*** Opening of INPUT MATERIAL ***

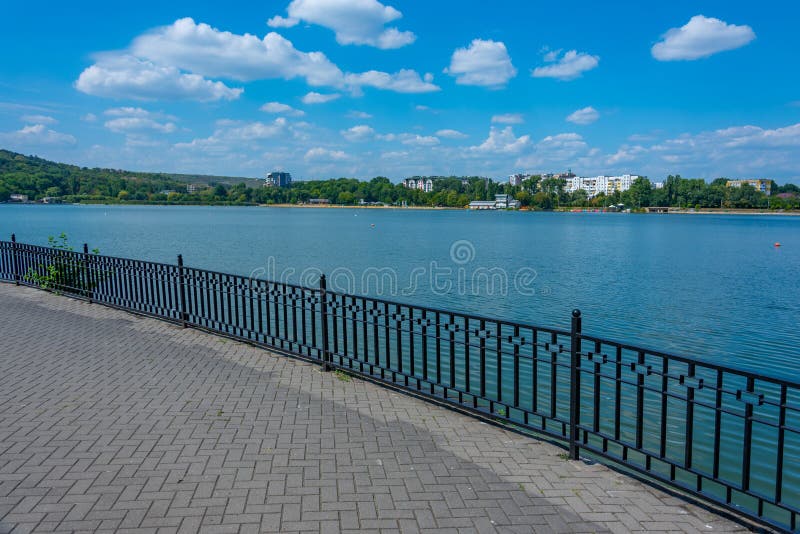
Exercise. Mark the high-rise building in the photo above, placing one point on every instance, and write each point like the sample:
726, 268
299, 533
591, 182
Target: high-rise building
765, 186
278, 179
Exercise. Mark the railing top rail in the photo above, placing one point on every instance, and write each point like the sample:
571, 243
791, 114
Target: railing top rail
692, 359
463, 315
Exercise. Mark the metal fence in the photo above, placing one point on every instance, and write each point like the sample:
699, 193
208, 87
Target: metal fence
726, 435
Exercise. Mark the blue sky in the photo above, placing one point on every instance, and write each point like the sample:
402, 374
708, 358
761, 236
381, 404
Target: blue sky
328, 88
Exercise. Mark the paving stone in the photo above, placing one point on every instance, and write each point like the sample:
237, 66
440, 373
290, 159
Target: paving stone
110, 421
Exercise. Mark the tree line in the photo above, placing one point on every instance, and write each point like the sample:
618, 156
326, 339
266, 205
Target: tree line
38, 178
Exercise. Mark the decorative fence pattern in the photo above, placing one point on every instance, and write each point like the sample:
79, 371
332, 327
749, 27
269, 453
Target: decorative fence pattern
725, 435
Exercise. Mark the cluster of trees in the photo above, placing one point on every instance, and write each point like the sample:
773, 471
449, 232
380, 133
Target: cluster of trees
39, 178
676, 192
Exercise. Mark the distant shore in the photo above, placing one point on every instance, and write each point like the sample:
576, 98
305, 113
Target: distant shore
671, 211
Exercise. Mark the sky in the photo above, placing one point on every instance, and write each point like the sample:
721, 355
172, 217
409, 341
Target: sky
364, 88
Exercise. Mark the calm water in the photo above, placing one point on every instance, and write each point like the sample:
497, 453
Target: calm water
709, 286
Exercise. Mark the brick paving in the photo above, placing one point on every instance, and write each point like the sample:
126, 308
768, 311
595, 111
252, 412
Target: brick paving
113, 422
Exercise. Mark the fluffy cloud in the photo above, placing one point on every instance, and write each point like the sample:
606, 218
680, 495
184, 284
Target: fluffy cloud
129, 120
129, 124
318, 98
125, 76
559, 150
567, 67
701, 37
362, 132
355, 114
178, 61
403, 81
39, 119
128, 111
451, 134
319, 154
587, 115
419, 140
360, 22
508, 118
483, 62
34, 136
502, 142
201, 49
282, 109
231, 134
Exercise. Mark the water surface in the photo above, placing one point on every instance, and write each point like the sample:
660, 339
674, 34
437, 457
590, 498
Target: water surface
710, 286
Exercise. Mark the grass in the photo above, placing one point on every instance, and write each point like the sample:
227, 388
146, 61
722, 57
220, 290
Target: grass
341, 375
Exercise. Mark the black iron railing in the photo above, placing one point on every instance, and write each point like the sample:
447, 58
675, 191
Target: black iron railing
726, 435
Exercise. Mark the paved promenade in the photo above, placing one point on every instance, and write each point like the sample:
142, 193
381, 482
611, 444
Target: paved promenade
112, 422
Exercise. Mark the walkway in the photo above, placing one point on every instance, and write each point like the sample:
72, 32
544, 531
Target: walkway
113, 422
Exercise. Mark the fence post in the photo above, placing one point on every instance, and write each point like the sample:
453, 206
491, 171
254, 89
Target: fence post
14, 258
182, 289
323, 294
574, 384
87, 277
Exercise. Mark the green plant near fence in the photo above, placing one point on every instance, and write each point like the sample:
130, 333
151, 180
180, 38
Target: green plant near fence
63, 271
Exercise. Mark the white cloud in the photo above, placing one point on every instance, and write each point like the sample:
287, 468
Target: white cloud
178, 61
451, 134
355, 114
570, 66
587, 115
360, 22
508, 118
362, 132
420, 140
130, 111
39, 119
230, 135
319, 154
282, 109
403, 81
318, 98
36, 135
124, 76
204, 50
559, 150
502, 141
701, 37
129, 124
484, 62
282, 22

*** Close of INPUT MATERIAL ***

WORK TASK =>
Could you repeat the entries word for word, skipping the pictures they contain?

ANSWER SECTION =>
Exercise. Mark the high-rise building in the photo above, placing one point on every instance, and write each point like the sample:
726, 268
299, 533
591, 182
Target: high-rise building
765, 186
278, 179
Exercise. Mark the railing top rail in the photo above, placing one point on every instance, and write each point like the sample:
571, 243
791, 114
Target: railing top rail
692, 359
463, 315
Exercise. Mark the metal fence in the photo above, placing one point on every instance, and write each point like the sample:
699, 193
208, 87
Target: metal fence
726, 435
Exercise. Mark the blue sky in the photo above, placing one point on every instance, and write each point like the sample:
402, 374
708, 358
761, 236
381, 404
Target: blue sky
328, 88
Exercise. Mark the paving stone in the photo above, placing one point on every instance, and write each point like the sample:
237, 66
440, 373
290, 159
Target: paving stone
110, 421
Exercise. Mark the tree line in the photo above, placing one point on every instance, and write each point like the sample:
618, 156
326, 339
266, 205
Target: tree line
38, 178
Exercise. Mark the decorative fence pattern in the photo above, placing one point on every instance, and write each point like the sample:
79, 371
332, 327
749, 27
269, 453
Target: decorative fence pattern
725, 435
Exercise. Mark the cluster of trees in the photo above, placing one point on every instance, and write each point like the sample:
773, 471
449, 232
380, 133
Target: cluster of trees
39, 178
676, 192
Exercise. Mark the distant shore in the photo above, placing one point on every instance, and write each point like the sample:
576, 98
305, 113
Target: distant shore
671, 211
Exercise. Mark the sky in the photo above, placing one point on every instance, and write each point like the sample:
721, 355
172, 217
409, 341
Target: sky
364, 88
Exercise. Mark the calm water in the photo above, placing one point on every instance, and write each point like the sample:
497, 453
Target: calm water
709, 286
Exercise. Mark the brick paving in the photo above, placing one point on every instance, and write each point like the sample:
126, 308
768, 311
595, 111
252, 412
Target: brick paving
113, 422
Exercise. Mark the fluffy cloud in the photo above, placing one point on every instance, and write each point like the sample:
606, 218
680, 495
184, 284
Target: fluffy cloud
129, 120
129, 124
318, 98
125, 76
559, 150
567, 67
701, 37
362, 132
355, 114
178, 61
403, 81
39, 119
128, 111
451, 134
319, 154
587, 115
419, 140
360, 22
508, 118
483, 62
34, 136
502, 142
201, 49
282, 109
231, 134
Exercise. Mark the water surface in the photo above, placing one point on every instance, and write each point like the sample:
660, 339
674, 34
437, 457
590, 498
Target: water surface
710, 286
Exercise. Mark the grass in the photo above, placing one point on every instance, and write each point like the sample:
227, 388
146, 61
722, 57
220, 290
Target: grass
341, 375
Exercise. Mark the black iron railing in the photo above, placing one point on every instance, and write each point like the sample:
447, 58
675, 191
Target: black iron railing
726, 435
Exercise. Mark the paved promenade in the photo above, placing one point on every instance, and write each point like the sample:
142, 193
381, 482
611, 444
Target: paved promenade
112, 422
Exercise. Mark the walkway in the photo above, placing one point on every instance, and write each point like the sample:
72, 32
544, 531
Target: walkway
113, 422
Exercise. Mark the fence post in the photo above, placing one point on every instance, and write each point like the sample:
453, 206
491, 171
254, 89
Target: fence post
14, 258
182, 289
323, 294
574, 384
87, 277
Exercise. Mark the green plant near fence in the photo above, placing one point on every instance, and write each point like the sample:
130, 333
151, 180
180, 38
Target: green plant near fence
63, 271
Exercise. Mark the white cloud in the photo above, placing one point on every instance, and write each point like the sample:
287, 468
Target: white cloud
178, 61
451, 134
355, 114
570, 66
587, 115
360, 22
508, 118
362, 132
420, 140
130, 111
39, 119
230, 135
319, 154
282, 109
403, 81
318, 98
36, 135
124, 76
204, 50
559, 150
502, 141
701, 37
129, 124
484, 62
282, 22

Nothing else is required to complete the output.